(Excerpt from a dataset)
============================================================

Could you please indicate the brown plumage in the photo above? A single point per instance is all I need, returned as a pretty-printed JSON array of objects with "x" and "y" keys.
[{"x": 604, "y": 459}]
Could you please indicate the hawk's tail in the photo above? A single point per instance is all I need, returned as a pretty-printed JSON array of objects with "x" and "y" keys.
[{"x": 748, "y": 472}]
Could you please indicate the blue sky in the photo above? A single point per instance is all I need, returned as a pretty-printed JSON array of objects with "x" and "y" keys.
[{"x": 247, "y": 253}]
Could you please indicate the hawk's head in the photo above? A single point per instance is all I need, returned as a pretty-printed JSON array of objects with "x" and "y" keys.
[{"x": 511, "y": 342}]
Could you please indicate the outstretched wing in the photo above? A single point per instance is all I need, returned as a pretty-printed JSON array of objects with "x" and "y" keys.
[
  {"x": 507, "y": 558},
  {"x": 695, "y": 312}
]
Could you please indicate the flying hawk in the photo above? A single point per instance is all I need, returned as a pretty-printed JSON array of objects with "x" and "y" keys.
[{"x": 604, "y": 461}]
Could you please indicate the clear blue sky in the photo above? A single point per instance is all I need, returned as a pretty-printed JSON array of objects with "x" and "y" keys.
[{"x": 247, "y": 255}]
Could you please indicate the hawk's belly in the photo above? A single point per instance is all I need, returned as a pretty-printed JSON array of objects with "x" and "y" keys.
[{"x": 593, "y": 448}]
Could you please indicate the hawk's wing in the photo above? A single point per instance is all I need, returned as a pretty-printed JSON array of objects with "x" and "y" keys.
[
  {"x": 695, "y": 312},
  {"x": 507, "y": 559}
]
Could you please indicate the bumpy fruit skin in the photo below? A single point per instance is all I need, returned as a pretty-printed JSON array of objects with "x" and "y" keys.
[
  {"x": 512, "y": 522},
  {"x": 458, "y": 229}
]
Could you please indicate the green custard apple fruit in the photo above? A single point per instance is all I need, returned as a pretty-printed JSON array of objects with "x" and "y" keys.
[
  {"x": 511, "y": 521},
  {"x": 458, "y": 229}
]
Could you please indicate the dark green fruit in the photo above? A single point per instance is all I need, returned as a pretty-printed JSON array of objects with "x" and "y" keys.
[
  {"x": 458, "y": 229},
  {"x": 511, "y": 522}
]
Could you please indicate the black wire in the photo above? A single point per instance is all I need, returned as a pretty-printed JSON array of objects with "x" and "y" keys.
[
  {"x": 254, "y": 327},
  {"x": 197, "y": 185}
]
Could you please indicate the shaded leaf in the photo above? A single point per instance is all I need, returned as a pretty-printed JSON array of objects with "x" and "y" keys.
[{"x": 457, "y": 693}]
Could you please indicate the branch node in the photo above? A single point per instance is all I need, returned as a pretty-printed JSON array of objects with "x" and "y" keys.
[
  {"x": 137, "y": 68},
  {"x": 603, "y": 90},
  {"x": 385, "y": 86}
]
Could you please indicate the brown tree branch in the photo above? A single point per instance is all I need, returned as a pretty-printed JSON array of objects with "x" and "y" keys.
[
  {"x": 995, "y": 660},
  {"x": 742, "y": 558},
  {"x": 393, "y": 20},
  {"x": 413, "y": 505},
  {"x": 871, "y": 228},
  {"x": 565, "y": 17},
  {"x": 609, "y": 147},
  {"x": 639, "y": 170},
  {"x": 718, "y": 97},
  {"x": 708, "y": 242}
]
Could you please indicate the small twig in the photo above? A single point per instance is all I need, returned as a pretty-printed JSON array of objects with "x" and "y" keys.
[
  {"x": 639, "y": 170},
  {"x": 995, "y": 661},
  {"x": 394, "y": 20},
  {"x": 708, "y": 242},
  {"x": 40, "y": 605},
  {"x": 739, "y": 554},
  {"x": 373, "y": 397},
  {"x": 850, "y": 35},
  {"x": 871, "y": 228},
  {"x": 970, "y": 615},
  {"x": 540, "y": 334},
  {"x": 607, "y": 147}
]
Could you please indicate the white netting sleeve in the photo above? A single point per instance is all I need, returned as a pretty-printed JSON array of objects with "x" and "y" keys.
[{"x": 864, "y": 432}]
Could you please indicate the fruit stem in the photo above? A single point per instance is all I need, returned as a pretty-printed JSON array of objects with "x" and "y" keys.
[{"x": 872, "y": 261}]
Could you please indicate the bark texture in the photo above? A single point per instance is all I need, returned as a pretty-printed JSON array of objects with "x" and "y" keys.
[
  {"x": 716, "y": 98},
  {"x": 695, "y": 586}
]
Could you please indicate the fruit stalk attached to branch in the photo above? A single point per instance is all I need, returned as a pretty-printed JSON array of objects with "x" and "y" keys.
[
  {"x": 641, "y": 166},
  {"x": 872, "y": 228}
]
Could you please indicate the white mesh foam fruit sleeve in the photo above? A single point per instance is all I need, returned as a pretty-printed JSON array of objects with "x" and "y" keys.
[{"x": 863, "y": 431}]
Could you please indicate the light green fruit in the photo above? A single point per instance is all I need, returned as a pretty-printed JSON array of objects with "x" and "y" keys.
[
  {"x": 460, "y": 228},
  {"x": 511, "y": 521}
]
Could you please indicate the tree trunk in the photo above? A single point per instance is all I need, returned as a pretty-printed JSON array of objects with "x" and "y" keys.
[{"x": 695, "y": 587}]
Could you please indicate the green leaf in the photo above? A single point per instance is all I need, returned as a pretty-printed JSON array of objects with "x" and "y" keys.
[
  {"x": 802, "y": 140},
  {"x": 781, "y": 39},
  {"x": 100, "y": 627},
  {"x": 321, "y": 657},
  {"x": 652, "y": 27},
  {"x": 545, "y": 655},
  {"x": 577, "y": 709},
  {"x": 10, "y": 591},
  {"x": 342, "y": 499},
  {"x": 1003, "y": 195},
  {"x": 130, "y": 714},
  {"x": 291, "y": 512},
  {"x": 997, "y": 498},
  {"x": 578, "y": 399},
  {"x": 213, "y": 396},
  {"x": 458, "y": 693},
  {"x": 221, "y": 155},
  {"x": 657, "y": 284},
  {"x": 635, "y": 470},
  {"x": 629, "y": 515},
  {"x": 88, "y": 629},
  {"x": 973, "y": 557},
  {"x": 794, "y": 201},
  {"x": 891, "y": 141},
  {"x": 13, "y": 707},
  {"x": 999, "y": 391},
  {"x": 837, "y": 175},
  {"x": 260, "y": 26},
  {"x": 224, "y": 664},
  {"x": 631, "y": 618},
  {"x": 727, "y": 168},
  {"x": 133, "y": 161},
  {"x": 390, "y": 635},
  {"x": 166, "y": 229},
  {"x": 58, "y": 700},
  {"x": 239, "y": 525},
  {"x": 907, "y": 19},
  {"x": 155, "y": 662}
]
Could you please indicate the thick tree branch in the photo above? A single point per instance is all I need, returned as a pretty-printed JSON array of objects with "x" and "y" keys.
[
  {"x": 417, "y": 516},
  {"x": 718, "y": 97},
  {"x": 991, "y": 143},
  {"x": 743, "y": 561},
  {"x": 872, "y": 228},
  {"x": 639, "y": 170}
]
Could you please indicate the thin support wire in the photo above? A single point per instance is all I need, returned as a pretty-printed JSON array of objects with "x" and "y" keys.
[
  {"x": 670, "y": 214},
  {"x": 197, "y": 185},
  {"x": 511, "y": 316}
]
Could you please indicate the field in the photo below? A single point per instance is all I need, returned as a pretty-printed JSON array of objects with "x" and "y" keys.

============================================================

■ Work to complete: Write the entries again, exactly as they stand.

■ Written answer:
Could you please indicate the brown plumage in the photo above? A single point per instance is all I need, returned as a pretty-printed JSON array of objects with "x" and "y" keys.
[{"x": 604, "y": 459}]
Could you please indicate the hawk's tail in the photo above? A single point per instance is all I need, returned as a pretty-printed JSON array of objects with "x" and "y" keys.
[{"x": 748, "y": 472}]
Could you please indicate the blue sky in the photo above? A single point per instance is all I need, returned as a pretty-printed JSON array of objects with "x" and "y" keys.
[{"x": 247, "y": 253}]
Could you please indicate the hawk's head in the photo above? A single point per instance is all I need, returned as a pretty-printed JSON array of objects with "x" and "y" keys.
[{"x": 511, "y": 342}]
Could you please indicate the outstretched wing in the photo above? A single point per instance is all I need, returned as a pretty-printed JSON array of objects with "x" and "y" keys.
[
  {"x": 507, "y": 558},
  {"x": 695, "y": 312}
]
Could you please indicate the flying hawk in the photo above? A single point per instance is all I need, returned as a pretty-printed JSON array of objects with "x" and "y" keys.
[{"x": 604, "y": 461}]
Could you please indicate the clear blue sky in the photo above? A single point per instance is all I need, returned as a pretty-printed JSON array of objects with "x" and "y" keys.
[{"x": 247, "y": 255}]
Could you please indicate the hawk's belly in the photo above? A single point per instance is all I need, returned as a pretty-printed JSON array of objects with "x" and "y" keys.
[{"x": 593, "y": 448}]
Could you please indicate the hawk's wing in the photo above? A single point per instance is all I need, returned as a pretty-printed JSON array of objects with "x" and "y" keys.
[
  {"x": 695, "y": 312},
  {"x": 507, "y": 559}
]
Could you please indicate the bumpy fruit skin in the photo below? A single point per instance is all I need, returned as a pretty-printed JSON array of objects with "x" and "y" keys.
[
  {"x": 512, "y": 522},
  {"x": 458, "y": 229}
]
Could you please indicate the green custard apple fruit in the photo above? A single point per instance is all I need, returned as a pretty-printed JSON array of objects with "x" and "y" keys.
[
  {"x": 511, "y": 521},
  {"x": 458, "y": 229}
]
Could you please indicate the dark green fruit in the photo above? A single point per instance is all I need, returned as a pretty-printed JSON array of objects with "x" and "y" keys.
[
  {"x": 458, "y": 229},
  {"x": 511, "y": 522}
]
Could you please indicate the black wire in the photo above? A single point per instance is all I need, returned as a pretty-printed JSON array of objects with "x" and "y" keys.
[
  {"x": 254, "y": 327},
  {"x": 197, "y": 185}
]
Could you please indicate the shaded leaf in the photo above? A single point per instance is all I need, returned as a pretty-printed JSON array of objects with "x" and "y" keys.
[{"x": 457, "y": 693}]
Could you please indicate the branch node in the photo above? A single point per instance is all I need, returned as a pretty-printed JSON array of objects with "x" and "y" keys.
[
  {"x": 137, "y": 68},
  {"x": 603, "y": 90},
  {"x": 385, "y": 86}
]
Could you please indicate the brown tree branch in the photo above? A single point per instance is all I need, returned as a pretty-printed JSON array of objects with "x" and "y" keys.
[
  {"x": 995, "y": 660},
  {"x": 742, "y": 558},
  {"x": 393, "y": 20},
  {"x": 413, "y": 505},
  {"x": 871, "y": 228},
  {"x": 565, "y": 17},
  {"x": 609, "y": 147},
  {"x": 639, "y": 170},
  {"x": 718, "y": 97},
  {"x": 708, "y": 242}
]
Could you please indicate the small twig in the photo above? A single point per instance is all I need, returned as a pretty-printed JSON array of objects with "x" and "y" keys.
[
  {"x": 639, "y": 170},
  {"x": 995, "y": 661},
  {"x": 394, "y": 20},
  {"x": 708, "y": 242},
  {"x": 40, "y": 605},
  {"x": 739, "y": 554},
  {"x": 373, "y": 397},
  {"x": 850, "y": 35},
  {"x": 871, "y": 228},
  {"x": 970, "y": 615},
  {"x": 540, "y": 334},
  {"x": 607, "y": 147}
]
Could you please indicate the white netting sleeve in the photo above? A single point per instance is all I need, returned as a pretty-printed JSON array of objects with "x" and "y" keys.
[{"x": 864, "y": 432}]
Could you please indicate the fruit stem in the photo above? A single point per instance is all I need, returned as a pretty-printed JSON array of objects with "x" and "y" keys.
[{"x": 872, "y": 261}]
Could you please indicate the bark texture in the photo above? A single point per instance is all I need, returned as a pretty-printed JSON array of objects with "x" and "y" keys.
[
  {"x": 716, "y": 98},
  {"x": 695, "y": 586}
]
Could you please indicate the fruit stalk attached to branch in the photo above? A single point per instance is all I need, returned as a pretty-printed JSON array of objects with "x" and "y" keys.
[
  {"x": 641, "y": 166},
  {"x": 872, "y": 228}
]
Could you please indicate the white mesh foam fruit sleeve in the photo above? A single point per instance is all I need, returned as a pretty-printed JSON array of objects with "x" and "y" keys.
[{"x": 863, "y": 431}]
Could you please indicate the light green fruit in the photo above? A single point per instance is all I need, returned as a pretty-printed JSON array of objects with "x" and "y" keys.
[
  {"x": 460, "y": 228},
  {"x": 511, "y": 521}
]
Could you please indicate the tree trunk in the photo above? A single point per instance is all I need, returned as a pretty-printed JSON array of objects with "x" and "y" keys.
[{"x": 695, "y": 587}]
Could you please indicate the green leaf in the photo above? A single point per instance is all I need, returned as a pretty-printed JSON array of objects with "x" and "y" keys.
[
  {"x": 802, "y": 140},
  {"x": 781, "y": 39},
  {"x": 100, "y": 627},
  {"x": 321, "y": 657},
  {"x": 652, "y": 27},
  {"x": 545, "y": 655},
  {"x": 577, "y": 709},
  {"x": 10, "y": 591},
  {"x": 342, "y": 499},
  {"x": 1003, "y": 195},
  {"x": 130, "y": 714},
  {"x": 291, "y": 512},
  {"x": 997, "y": 498},
  {"x": 578, "y": 399},
  {"x": 213, "y": 396},
  {"x": 458, "y": 693},
  {"x": 221, "y": 155},
  {"x": 657, "y": 284},
  {"x": 635, "y": 470},
  {"x": 629, "y": 515},
  {"x": 88, "y": 629},
  {"x": 973, "y": 557},
  {"x": 794, "y": 201},
  {"x": 891, "y": 141},
  {"x": 13, "y": 707},
  {"x": 999, "y": 391},
  {"x": 837, "y": 175},
  {"x": 260, "y": 26},
  {"x": 224, "y": 664},
  {"x": 631, "y": 618},
  {"x": 727, "y": 168},
  {"x": 133, "y": 161},
  {"x": 390, "y": 635},
  {"x": 166, "y": 229},
  {"x": 58, "y": 700},
  {"x": 239, "y": 525},
  {"x": 907, "y": 19},
  {"x": 155, "y": 662}
]
Could you please indicate the thick tree branch in the photo above? A single point per instance is all I need, returned as a pretty-printed JSON array of objects with "x" and "y" keys.
[
  {"x": 417, "y": 516},
  {"x": 718, "y": 97},
  {"x": 991, "y": 143},
  {"x": 743, "y": 561},
  {"x": 872, "y": 228},
  {"x": 639, "y": 170}
]
Could you please indicate the thin support wire in the photo above? A single point per instance is all I need, returned as a pretty-printed JSON array of objects with "x" and "y" keys.
[
  {"x": 670, "y": 214},
  {"x": 197, "y": 185},
  {"x": 511, "y": 316}
]
Could you please indicate the field in the photo below? A single point per instance is all I need, returned as a pretty-printed JSON array of objects with "x" and "y" keys.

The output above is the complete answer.